• _EXCERPT TO READ_:
▽

Investing 101 indexes vs stocks
Ronni Anne Spang
Audio, video, projection & integration. Inventor, innovator, investor, strategist, analyst. Kaizen focused on incremental improvement. Transwoman, the T in LGBT
This is an extract from a personal correspondence within my family on why I invest a lot more into indexes and less into stocks than my grandfather who was an adept stock picker early in his career.
Early on my grandfather was known for home-run stock picks.
But as he aged, he shifted to safer plays and the lesson was not lost on me.
So I share some decades old knowledge in hopes of helping others to attain their goals and dreams.
Compared to indexes: individual stocks are ALL higher risk gambles for me. Any individual stock can be taken down by a scandal or even something as stupid as Boeing focus on earnings not quality, safety, performance.
Indexes are small risk, while individual stocks anything can go wrong.
Using Boeing as an example.
2 years ago: Boeing was the dominant airplane manufacturer with a very good reputation.
There were minor rumblings of issues with the 787 subpar quality but it is a huge expensive plane that only sells a few per year, while the smaller 737 was the bread and butter mainline series aircraft.
Boeing looked safe, but overvalued.
But who knew that the quality issues were indicative of bean counting management for greed and profit across the entire company?
It goes well beyond the 737-Max even the 787 Dreamliner is a serious problem child airplane with sub-par workmanship which only begs the question of what other Boeing planes are potential death-traps? This is why I remain short Boeing and wont buy BA until it drops considerably farther. I wont buy Airbus at their current valuations, but if I were an airline: I would ONLY buy Airbus planes right now.
How did we get here with the 737-Max?
The 737 was a workhorse up to the 737-900 which was the last workhorse 737 before the Max.
The 737 was designed decades ago when plane engines were long cigar shapes which are far less efficient than a short wide open turbine. So the 737 series were designed lower to the ground which made them far easier to build and to service.
Boeing made the 737 design when quality and reputation were everything and since have improved the design with new tech and innovations up to the 737-900. 737 has been a most-loved workhorse for decades and the MAX orders were from airlines that had nothing but success with 737 and trusted Boeing as Boeing had been worthy of trust in the 737 up to that point.
But the new LEAP engines are far more efficient and too large to fit under a 737 wing. Airbus saw the light and began designing taller planes decades ago while Boeing continued to rake in profits off of the 737 air frame which is now obsolete for these new engines.
But as the LEAP engine efficiency is now too great to ignore, Boeing's solution was to move the engine forward on the wing which creates stability issues and throws the entire plane out of balance and requires software to keep the plane flying level.
Now Boeing is a decade behind in having a stable LEAP compatible plane and falling farther behind by the day as they try to push the Max which in reality should not even be allowed/permitted to exist for passenger travel.
Of course planes with aerodynamics issues have been successful in the past (most noticeable example is the F4 Phantom which had a known potentially fatal spin-stall tendency). but offset by the excessive engine power which made a very fast and strong/robust dual-role fighter-bomber plane that could carry a ton of armament and was successful despite the aerodynamic issues.

△

• _JOBS_:
- a) In the piece on indexes versus stocks, list every role the author names right after "Audio, video, projection & integration."
- b) Answer these questions on the piece on indexes versus stocks:
(i) Which model was the last workhorse 737 before the Max?
(ii) Where did Boeing move the engine to fit the LEAP engines?
(iii) Which plane is given as the most noticeable example of a successful plane with aerodynamics issues?
- c) From the piece on indexes versus stocks, reproduce word for word the passage from "Boeing made the" up to and including "these new engines.".
The lines that come next are separate material, apart from the piece on indexes versus stocks.

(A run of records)
▽

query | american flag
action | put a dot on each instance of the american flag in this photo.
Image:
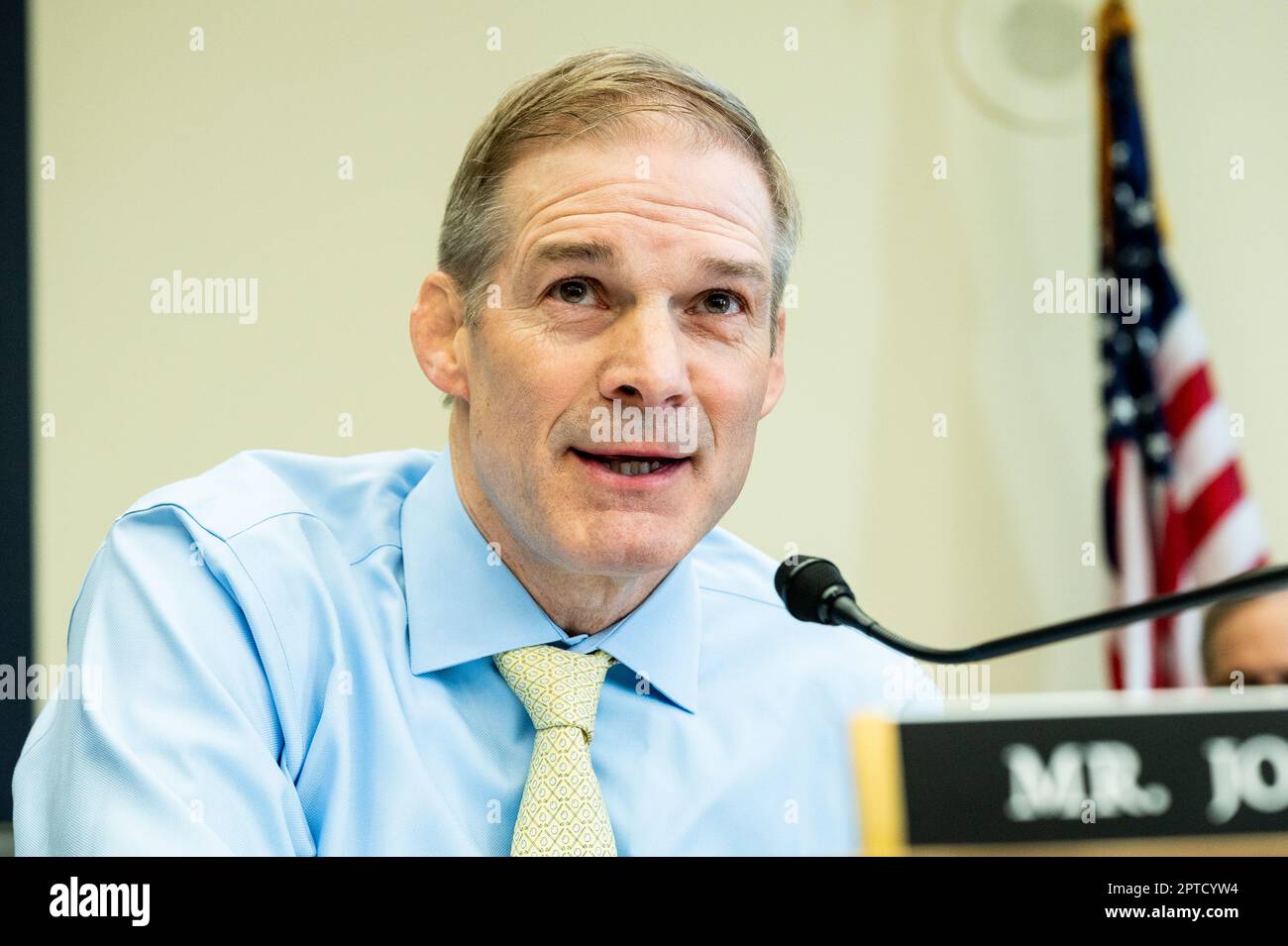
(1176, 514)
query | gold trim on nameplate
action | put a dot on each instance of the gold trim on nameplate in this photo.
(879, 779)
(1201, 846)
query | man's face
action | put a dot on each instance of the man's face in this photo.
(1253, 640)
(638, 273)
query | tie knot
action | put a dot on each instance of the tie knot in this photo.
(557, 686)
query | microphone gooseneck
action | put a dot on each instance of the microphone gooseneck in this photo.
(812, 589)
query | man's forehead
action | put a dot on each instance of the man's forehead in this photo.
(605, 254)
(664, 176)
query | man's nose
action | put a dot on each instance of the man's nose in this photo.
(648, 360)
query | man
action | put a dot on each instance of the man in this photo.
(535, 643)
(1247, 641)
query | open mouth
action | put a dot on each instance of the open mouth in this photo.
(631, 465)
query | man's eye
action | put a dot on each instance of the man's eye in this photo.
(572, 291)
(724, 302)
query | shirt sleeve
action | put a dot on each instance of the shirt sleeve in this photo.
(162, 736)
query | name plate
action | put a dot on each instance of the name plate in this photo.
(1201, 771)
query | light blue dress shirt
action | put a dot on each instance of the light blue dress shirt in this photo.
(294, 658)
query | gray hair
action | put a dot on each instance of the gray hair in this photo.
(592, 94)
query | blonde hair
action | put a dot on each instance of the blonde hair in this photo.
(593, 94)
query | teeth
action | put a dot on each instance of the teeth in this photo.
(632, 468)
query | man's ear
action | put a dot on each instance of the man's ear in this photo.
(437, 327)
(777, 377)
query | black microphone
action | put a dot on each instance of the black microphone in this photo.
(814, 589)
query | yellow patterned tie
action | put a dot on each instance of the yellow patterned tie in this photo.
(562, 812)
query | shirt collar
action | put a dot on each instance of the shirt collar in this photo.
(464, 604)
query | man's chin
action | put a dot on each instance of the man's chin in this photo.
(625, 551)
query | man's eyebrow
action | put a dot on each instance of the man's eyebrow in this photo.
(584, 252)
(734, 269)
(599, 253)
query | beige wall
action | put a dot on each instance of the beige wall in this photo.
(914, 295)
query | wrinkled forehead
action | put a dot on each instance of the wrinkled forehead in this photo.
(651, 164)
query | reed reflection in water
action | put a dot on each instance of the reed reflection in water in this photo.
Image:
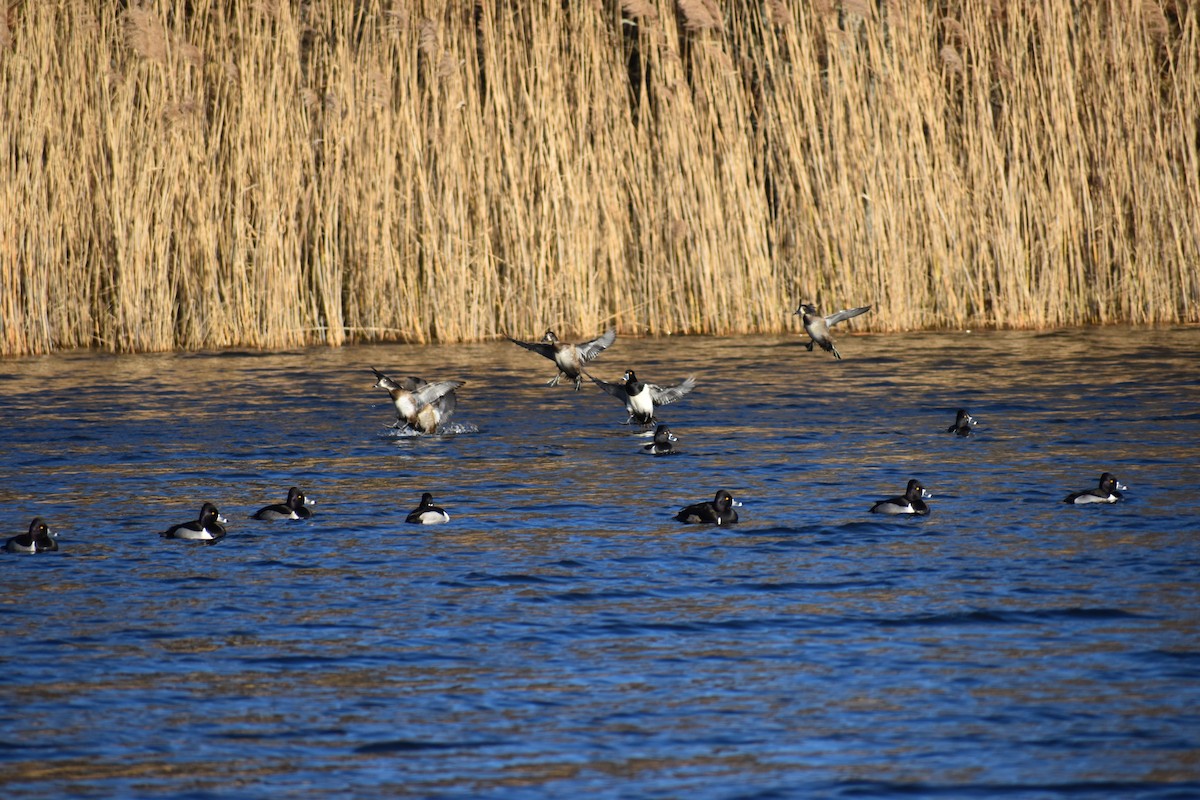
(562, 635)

△
▽

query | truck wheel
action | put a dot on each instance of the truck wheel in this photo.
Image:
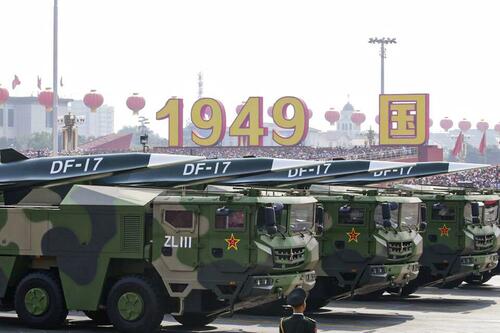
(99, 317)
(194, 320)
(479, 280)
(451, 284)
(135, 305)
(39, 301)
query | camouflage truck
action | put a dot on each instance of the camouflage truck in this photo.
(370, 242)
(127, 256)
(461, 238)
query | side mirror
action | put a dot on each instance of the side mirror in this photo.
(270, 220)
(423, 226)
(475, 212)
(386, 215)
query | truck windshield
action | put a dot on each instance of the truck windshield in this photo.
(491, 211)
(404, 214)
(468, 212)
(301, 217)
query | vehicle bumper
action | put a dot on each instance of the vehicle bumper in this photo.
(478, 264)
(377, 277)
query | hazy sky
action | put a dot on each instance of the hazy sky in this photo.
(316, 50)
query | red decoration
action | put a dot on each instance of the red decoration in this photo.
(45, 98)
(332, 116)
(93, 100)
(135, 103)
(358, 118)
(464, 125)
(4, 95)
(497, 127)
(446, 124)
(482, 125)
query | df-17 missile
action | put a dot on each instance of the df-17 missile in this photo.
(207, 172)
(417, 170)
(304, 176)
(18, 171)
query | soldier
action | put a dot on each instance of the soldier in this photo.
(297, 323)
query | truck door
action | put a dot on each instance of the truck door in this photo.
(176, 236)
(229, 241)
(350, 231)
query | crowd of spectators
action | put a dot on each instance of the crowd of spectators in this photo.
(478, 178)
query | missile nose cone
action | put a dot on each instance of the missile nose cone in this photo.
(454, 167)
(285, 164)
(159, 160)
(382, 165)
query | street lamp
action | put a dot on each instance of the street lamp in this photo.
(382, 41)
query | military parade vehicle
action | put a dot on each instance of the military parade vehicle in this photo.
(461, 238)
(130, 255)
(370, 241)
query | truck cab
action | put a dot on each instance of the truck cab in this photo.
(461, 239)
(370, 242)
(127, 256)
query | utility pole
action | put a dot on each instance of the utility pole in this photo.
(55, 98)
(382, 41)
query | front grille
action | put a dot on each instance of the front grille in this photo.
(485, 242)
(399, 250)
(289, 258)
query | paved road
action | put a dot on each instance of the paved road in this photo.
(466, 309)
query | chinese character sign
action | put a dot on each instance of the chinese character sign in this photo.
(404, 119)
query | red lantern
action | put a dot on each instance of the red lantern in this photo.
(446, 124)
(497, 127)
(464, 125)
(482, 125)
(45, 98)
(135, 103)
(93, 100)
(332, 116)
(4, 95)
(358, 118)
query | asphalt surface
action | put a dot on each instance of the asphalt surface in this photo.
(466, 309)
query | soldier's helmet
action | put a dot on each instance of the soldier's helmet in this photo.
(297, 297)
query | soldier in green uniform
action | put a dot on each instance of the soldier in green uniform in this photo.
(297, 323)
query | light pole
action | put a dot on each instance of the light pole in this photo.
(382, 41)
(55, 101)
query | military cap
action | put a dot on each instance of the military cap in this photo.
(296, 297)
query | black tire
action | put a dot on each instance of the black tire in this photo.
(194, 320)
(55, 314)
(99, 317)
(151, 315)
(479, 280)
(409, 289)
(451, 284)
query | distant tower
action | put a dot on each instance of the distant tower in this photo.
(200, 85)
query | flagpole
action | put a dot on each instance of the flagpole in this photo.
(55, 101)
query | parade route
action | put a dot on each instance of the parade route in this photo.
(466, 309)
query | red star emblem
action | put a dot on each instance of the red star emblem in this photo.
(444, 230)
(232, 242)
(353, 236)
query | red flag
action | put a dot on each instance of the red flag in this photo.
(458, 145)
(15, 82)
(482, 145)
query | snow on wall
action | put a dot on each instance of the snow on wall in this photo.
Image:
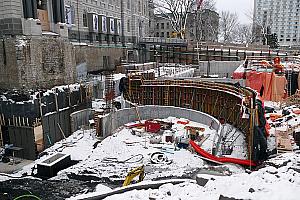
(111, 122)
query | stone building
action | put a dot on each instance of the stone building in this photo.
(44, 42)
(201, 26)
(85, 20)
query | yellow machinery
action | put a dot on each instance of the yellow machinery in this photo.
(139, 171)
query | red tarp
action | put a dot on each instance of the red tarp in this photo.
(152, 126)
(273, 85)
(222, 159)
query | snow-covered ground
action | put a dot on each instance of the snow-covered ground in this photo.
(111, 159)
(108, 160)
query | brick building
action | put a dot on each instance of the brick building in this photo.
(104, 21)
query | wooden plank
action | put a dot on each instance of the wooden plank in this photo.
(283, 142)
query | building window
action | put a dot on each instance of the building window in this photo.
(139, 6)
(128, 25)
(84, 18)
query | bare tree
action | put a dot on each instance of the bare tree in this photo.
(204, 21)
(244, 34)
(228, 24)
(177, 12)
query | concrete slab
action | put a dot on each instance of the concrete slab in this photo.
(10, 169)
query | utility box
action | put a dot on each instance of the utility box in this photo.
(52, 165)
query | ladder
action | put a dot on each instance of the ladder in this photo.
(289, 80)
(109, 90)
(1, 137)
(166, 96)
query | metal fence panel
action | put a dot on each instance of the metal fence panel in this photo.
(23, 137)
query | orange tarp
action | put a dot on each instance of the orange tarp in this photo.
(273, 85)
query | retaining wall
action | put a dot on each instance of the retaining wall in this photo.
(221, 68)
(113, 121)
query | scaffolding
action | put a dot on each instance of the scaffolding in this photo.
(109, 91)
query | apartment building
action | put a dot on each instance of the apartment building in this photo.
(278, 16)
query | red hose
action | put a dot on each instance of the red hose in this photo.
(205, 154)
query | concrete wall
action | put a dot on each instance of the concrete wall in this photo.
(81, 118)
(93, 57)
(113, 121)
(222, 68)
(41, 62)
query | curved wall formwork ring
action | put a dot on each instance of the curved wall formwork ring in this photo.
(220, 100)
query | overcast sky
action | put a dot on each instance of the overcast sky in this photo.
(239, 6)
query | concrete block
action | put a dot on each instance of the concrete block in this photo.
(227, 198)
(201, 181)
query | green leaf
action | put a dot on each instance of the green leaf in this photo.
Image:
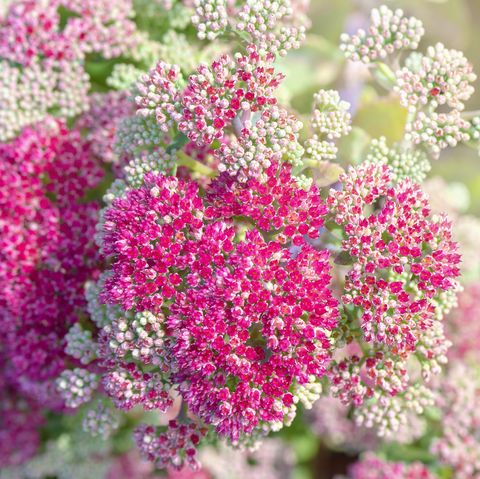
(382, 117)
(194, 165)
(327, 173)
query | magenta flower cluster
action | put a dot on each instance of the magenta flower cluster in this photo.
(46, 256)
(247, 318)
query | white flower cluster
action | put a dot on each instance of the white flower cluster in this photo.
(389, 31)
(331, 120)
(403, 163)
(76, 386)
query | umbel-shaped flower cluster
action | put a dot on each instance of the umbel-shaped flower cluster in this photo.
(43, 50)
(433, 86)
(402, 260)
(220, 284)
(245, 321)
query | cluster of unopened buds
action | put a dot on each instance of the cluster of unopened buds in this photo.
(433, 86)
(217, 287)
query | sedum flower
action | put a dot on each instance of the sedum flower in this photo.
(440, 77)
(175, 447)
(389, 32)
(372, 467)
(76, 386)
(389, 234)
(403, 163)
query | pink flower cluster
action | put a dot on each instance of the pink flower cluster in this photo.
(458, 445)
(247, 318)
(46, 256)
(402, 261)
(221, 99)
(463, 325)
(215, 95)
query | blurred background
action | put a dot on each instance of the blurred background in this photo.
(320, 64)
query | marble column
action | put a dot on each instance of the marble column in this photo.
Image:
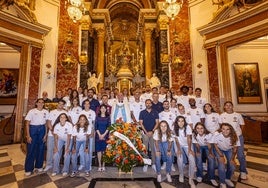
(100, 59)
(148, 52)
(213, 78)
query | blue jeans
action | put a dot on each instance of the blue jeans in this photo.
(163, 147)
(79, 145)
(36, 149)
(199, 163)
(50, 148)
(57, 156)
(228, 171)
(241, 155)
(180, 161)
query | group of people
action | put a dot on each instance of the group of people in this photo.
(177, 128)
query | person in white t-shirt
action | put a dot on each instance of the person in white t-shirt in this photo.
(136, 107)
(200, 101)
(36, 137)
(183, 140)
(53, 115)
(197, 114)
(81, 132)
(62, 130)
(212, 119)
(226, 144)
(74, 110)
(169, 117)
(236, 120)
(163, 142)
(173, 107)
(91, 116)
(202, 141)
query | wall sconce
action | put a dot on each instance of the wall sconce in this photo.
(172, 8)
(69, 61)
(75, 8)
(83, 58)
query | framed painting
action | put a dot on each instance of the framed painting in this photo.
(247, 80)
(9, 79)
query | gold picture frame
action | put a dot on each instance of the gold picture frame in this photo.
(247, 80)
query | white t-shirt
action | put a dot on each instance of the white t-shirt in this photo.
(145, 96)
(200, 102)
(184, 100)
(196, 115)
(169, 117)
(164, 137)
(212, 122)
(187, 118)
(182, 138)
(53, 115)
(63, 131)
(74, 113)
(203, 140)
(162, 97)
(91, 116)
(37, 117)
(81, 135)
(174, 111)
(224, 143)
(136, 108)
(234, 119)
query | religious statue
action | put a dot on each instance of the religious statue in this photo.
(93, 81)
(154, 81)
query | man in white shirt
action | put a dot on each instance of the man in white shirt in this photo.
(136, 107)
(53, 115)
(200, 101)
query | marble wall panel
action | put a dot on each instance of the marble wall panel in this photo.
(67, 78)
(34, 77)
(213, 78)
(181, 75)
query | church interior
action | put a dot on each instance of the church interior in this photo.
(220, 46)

△

• _THE RESULTS_:
- a) Inventor, innovator, investor, strategist, analyst

- b)
(i) The 737-900
(ii) Forward on the wing
(iii) The F4 Phantom

- c)
Boeing made the 737 design when quality and reputation were everything and since have improved the design with new tech and innovations up to the 737-900. 737 has been a most-loved workhorse for decades and the MAX orders were from airlines that had nothing but success with 737 and trusted Boeing as Boeing had been worthy of trust in the 737 up to that point.
But the new LEAP engines are far more efficient and too large to fit under a 737 wing. Airbus saw the light and began designing taller planes decades ago while Boeing continued to rake in profits off of the 737 air frame which is now obsolete for these new engines.